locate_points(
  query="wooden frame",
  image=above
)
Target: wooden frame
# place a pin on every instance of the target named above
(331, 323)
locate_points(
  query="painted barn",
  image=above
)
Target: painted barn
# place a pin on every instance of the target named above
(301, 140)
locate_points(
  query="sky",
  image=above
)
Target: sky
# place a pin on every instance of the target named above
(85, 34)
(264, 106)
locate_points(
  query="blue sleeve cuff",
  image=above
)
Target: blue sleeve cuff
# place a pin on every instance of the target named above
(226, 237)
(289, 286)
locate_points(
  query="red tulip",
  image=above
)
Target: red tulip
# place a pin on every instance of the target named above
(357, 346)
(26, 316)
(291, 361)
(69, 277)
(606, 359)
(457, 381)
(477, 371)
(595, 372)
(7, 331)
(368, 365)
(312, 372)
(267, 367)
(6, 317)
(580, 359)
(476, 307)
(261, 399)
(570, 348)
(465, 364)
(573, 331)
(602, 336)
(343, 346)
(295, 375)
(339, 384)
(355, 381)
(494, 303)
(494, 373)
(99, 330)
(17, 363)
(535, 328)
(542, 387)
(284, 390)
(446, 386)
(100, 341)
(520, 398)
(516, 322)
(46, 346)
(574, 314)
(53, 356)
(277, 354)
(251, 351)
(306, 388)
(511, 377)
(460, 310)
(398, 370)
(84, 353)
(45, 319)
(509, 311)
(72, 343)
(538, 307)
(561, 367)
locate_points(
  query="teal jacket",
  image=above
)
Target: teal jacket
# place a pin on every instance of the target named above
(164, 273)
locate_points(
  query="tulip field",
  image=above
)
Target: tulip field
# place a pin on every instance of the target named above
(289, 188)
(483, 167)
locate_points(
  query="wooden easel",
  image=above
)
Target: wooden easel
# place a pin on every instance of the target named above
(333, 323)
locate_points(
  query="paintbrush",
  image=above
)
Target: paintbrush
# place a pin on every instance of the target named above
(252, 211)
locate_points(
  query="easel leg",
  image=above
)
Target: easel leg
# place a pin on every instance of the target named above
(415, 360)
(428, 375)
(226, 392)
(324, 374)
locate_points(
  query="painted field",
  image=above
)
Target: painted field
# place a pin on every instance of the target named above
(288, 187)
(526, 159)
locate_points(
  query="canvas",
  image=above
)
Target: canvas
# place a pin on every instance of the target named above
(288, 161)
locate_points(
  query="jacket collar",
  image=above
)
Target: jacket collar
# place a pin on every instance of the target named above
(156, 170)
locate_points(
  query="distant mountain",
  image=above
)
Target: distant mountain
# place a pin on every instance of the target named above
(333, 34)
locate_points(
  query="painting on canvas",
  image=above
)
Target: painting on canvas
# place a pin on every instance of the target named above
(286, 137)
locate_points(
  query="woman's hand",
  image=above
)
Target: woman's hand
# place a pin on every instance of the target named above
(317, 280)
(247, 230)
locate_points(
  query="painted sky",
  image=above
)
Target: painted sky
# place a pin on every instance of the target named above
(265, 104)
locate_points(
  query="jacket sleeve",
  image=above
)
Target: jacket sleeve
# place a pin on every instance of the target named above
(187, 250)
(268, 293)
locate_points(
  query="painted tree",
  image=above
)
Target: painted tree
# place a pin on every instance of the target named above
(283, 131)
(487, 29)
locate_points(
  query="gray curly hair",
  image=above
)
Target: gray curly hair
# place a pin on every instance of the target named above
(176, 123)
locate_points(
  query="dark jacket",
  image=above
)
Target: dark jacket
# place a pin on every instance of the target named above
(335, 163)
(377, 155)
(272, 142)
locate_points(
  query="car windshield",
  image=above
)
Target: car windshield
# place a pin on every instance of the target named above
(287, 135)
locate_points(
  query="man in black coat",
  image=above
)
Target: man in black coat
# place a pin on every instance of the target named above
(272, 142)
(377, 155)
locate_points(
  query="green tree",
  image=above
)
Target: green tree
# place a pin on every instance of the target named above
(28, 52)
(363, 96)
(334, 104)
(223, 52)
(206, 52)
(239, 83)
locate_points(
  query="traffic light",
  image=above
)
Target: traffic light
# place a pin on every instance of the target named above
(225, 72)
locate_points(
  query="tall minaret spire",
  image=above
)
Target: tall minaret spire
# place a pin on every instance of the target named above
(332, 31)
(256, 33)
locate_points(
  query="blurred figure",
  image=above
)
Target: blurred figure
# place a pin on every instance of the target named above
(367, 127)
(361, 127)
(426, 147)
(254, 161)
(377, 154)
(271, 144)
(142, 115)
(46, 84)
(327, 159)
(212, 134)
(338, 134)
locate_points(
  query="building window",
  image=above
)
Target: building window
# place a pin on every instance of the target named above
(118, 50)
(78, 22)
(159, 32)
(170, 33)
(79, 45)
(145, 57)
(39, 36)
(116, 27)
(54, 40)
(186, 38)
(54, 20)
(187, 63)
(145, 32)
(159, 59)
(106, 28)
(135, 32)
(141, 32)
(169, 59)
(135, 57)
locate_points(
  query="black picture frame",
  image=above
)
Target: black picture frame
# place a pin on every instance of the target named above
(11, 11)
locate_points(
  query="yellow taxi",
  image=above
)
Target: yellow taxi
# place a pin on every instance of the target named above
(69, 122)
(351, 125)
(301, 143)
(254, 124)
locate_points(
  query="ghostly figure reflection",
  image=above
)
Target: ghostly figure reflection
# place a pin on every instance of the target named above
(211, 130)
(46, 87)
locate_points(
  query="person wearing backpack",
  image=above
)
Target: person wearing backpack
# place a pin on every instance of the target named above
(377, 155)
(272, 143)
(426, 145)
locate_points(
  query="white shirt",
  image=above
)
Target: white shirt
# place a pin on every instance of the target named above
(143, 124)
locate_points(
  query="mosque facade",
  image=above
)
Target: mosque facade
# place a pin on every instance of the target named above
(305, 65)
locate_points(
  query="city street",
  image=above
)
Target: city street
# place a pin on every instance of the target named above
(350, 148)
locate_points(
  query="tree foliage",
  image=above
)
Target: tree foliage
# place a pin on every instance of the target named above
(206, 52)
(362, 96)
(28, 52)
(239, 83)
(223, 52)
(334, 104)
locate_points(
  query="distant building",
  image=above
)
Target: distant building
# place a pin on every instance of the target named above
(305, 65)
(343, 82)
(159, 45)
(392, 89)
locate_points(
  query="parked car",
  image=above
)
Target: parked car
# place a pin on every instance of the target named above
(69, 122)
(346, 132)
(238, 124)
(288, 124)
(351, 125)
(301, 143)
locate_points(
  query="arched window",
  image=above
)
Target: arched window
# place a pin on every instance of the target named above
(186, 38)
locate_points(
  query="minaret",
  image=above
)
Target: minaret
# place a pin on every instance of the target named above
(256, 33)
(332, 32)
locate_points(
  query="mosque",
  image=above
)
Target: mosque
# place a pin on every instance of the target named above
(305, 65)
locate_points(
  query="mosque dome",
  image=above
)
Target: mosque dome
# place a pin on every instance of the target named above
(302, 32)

..........

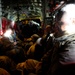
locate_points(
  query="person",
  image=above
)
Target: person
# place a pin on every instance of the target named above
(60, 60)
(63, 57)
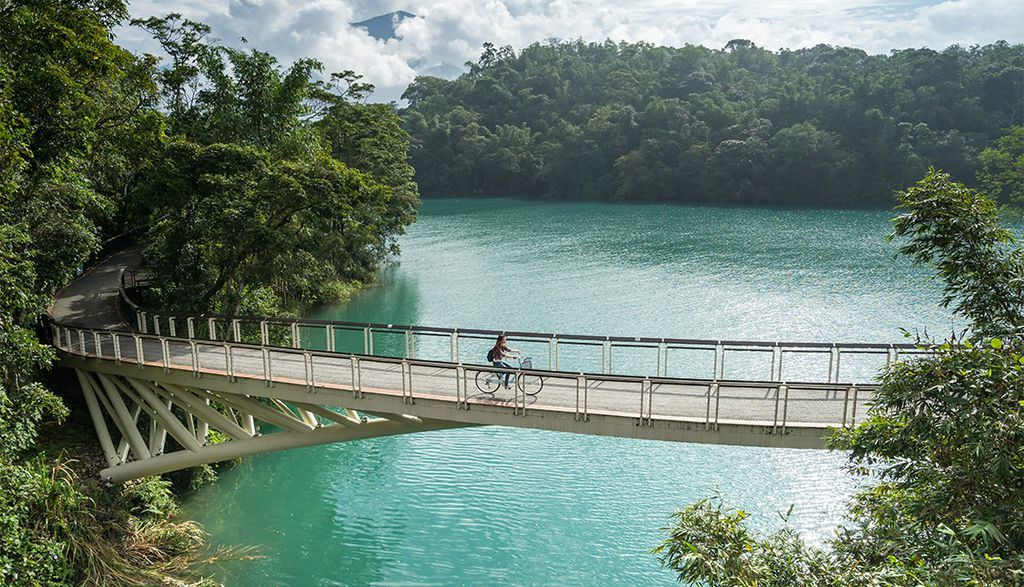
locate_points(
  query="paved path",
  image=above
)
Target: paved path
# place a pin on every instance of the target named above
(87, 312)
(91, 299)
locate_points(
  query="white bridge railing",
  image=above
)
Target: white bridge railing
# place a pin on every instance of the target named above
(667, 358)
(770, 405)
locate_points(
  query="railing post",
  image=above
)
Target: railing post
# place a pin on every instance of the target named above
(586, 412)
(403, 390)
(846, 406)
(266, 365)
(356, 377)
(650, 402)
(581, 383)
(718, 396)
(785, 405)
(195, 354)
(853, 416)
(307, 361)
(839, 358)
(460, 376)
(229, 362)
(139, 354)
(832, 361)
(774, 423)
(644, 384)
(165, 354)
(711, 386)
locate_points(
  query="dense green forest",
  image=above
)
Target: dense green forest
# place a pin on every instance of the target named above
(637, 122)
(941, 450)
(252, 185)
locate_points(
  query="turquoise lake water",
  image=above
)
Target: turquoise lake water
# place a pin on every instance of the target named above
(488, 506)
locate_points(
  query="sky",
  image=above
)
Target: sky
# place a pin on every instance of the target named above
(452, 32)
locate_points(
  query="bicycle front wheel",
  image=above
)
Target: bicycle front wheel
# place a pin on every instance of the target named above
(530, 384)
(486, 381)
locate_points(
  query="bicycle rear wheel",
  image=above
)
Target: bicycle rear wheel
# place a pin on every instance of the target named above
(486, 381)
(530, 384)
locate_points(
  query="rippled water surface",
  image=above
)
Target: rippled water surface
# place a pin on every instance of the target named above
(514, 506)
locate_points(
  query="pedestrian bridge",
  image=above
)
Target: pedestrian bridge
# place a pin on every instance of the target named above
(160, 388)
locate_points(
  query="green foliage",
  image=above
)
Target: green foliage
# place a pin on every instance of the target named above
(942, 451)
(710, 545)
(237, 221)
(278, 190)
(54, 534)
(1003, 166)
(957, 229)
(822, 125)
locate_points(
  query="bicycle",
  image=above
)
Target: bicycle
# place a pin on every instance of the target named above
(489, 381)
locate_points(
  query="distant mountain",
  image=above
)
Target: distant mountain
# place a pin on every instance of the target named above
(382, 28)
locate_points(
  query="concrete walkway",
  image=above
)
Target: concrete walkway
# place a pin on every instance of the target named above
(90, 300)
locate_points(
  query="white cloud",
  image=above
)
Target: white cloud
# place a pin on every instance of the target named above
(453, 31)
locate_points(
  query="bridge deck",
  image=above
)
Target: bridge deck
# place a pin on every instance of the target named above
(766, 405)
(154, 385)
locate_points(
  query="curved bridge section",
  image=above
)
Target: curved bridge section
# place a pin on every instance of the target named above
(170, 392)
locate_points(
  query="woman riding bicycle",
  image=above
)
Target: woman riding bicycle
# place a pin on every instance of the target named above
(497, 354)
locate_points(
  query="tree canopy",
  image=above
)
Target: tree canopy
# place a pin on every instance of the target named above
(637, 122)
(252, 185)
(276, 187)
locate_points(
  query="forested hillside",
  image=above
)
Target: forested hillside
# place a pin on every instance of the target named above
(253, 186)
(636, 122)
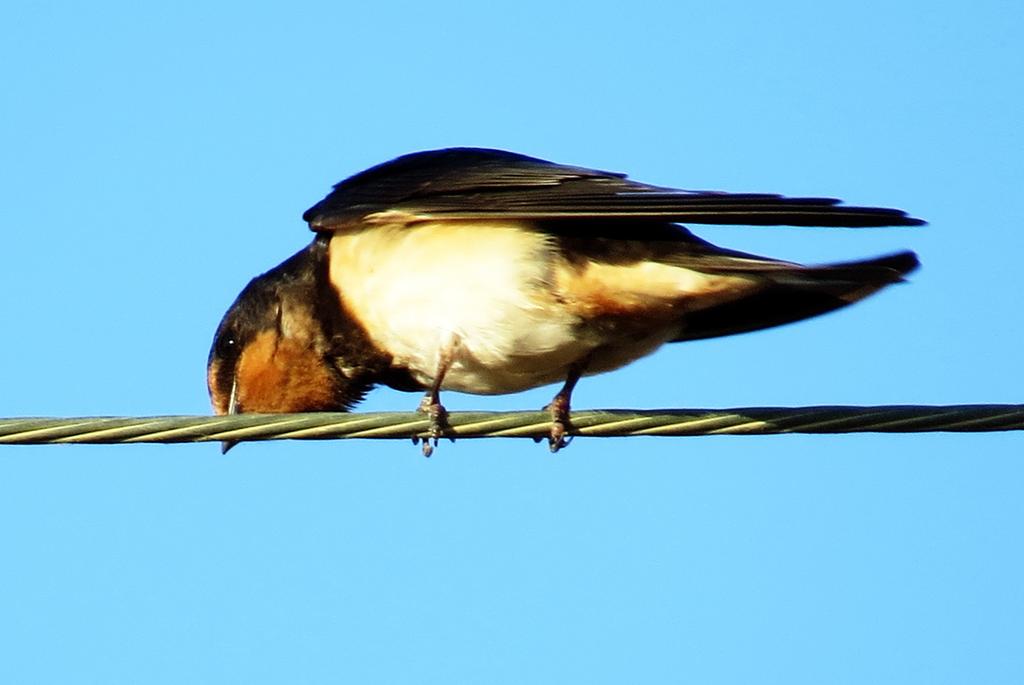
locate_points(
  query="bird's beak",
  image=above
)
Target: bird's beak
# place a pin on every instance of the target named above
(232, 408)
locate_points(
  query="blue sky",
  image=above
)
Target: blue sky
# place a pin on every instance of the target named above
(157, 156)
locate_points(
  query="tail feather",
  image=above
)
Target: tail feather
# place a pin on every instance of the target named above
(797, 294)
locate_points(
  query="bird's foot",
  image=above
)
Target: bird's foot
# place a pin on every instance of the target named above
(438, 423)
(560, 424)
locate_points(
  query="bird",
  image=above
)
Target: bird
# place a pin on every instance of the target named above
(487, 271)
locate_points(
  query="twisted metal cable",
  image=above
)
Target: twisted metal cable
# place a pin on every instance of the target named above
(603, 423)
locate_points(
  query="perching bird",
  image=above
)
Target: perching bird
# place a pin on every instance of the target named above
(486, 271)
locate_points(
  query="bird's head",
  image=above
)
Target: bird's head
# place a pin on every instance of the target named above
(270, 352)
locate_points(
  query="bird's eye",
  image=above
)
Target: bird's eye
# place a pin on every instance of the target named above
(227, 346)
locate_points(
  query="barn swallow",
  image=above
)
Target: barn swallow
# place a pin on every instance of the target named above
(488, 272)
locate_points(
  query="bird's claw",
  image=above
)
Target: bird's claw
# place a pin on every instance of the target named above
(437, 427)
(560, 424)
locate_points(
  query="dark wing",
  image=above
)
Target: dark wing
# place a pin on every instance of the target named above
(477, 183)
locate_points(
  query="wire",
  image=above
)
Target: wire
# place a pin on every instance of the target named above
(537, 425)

..........

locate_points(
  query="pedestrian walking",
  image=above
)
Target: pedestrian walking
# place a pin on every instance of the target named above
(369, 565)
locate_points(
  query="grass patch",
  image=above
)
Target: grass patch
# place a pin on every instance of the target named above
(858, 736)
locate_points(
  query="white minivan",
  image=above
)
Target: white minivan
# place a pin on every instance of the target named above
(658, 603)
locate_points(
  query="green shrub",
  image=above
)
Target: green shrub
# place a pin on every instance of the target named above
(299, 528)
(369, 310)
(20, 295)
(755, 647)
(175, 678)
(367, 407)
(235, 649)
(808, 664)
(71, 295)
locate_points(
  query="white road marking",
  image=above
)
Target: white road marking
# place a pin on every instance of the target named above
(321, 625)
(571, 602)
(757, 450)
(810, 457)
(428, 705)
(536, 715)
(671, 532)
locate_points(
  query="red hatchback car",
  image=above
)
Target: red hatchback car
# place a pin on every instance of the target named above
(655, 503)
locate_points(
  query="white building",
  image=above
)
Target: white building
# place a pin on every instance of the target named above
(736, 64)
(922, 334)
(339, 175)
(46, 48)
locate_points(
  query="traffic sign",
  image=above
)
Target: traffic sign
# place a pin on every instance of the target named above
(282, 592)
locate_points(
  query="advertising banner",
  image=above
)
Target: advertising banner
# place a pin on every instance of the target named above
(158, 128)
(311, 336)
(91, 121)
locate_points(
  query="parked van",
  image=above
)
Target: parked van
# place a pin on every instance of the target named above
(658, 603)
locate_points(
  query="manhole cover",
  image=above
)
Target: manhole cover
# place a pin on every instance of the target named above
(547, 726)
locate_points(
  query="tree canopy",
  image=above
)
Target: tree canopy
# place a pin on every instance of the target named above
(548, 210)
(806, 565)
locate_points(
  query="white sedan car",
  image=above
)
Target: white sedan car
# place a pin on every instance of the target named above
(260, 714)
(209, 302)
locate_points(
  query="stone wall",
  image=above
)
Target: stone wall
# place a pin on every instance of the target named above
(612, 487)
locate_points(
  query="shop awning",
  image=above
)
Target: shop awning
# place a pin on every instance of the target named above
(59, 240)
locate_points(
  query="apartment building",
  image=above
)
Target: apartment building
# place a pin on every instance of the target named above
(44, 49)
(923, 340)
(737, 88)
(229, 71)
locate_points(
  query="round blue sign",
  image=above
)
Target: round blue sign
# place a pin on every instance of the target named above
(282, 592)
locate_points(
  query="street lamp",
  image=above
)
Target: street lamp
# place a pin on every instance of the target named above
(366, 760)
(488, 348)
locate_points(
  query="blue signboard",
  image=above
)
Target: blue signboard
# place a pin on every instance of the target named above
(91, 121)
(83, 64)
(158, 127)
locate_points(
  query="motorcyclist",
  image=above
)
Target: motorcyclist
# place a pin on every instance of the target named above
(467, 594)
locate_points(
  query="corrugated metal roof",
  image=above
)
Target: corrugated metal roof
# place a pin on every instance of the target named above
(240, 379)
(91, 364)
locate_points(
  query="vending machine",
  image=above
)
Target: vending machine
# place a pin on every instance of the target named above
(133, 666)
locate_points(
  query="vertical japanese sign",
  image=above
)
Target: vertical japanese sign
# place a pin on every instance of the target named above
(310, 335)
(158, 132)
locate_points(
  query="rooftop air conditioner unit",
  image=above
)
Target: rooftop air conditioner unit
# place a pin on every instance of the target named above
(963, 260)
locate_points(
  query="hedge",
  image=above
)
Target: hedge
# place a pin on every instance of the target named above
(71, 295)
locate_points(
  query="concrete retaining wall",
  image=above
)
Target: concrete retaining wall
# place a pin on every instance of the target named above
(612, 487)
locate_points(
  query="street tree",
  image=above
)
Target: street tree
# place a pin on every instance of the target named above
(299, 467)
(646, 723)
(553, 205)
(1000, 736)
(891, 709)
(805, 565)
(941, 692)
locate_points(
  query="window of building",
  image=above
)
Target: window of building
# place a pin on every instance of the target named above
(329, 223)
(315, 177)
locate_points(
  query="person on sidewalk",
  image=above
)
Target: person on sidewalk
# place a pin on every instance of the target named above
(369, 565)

..........

## DIRECTIVE
State how many lines in the entries above contain the string "rooftop", matching case exactly. Reply with the number alone.

## REPLY TO THE TASK
2